(Exercise directions):
Please write each record out again word for word.

(Information):

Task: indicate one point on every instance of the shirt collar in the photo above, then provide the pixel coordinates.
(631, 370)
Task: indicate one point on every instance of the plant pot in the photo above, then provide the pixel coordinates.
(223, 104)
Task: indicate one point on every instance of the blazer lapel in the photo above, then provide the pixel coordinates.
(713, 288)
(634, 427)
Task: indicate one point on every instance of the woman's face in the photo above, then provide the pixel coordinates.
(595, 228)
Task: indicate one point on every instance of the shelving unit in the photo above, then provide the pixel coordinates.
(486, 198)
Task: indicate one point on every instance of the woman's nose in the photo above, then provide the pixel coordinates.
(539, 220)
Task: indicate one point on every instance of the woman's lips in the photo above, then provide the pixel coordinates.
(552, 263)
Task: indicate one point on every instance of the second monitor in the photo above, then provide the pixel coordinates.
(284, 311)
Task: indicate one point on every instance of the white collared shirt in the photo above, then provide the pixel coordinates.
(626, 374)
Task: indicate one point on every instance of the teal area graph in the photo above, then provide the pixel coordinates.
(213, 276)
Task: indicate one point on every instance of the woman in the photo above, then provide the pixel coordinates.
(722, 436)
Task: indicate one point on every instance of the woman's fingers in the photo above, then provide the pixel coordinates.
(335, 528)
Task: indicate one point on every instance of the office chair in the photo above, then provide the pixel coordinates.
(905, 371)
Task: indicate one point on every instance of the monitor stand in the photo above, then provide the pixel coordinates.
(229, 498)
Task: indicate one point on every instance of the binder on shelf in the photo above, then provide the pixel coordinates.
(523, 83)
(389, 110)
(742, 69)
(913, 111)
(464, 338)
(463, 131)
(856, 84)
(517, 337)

(Solution for this problem):
Task: indicate one point on every instance of the shirt collar in the photo above, then provide the pixel coordinates.
(631, 370)
Task: indicate one point on every instance of the plant pot in the photo above, then provide the pixel coordinates.
(223, 104)
Task: indicate one point on every instance of the blazer lapel in the photo above, then provide the pixel coordinates.
(713, 288)
(634, 427)
Task: indicate one point on every instance of the woman's face in the photo above, then provide the pixel coordinates.
(595, 228)
Task: indicate one point on every instance of the shelving unit in the photo above, then provide the pixel coordinates.
(486, 198)
Task: indicate one point on every instance of the woman's nose in the photo above, then provide the pixel coordinates.
(539, 220)
Task: indicate one point on every instance of the woman's lips in the photo above, then provide the pixel coordinates.
(552, 263)
Task: indicate one point on every instance of the second monitor in the photo above, then provide the pixel coordinates.
(284, 311)
Task: indicate one point on every instance of the white collared shirt in the photo above, then provide the pixel coordinates.
(626, 374)
Task: indicate one point on every instance of the teal area graph in the photo above, then provide the pixel coordinates.
(213, 276)
Task: indicate one point on every instance of the woman in the photo above, then provide the pixel coordinates.
(722, 436)
Task: indicate one point on every instance of the woman's fingers in the photo above, then provide the pixel coordinates.
(335, 528)
Task: indicate one point on every instance of the office chair in the photo above, then provide the pixel coordinates.
(905, 371)
Task: indicate one point on every instance of the monitor stand in the photo above, then provide the pixel coordinates.
(229, 498)
Task: indicate one point on every instance of the binder on shelf in the photo above, then provide the pixel coordinates.
(523, 83)
(389, 110)
(742, 69)
(913, 111)
(464, 338)
(463, 131)
(856, 84)
(517, 337)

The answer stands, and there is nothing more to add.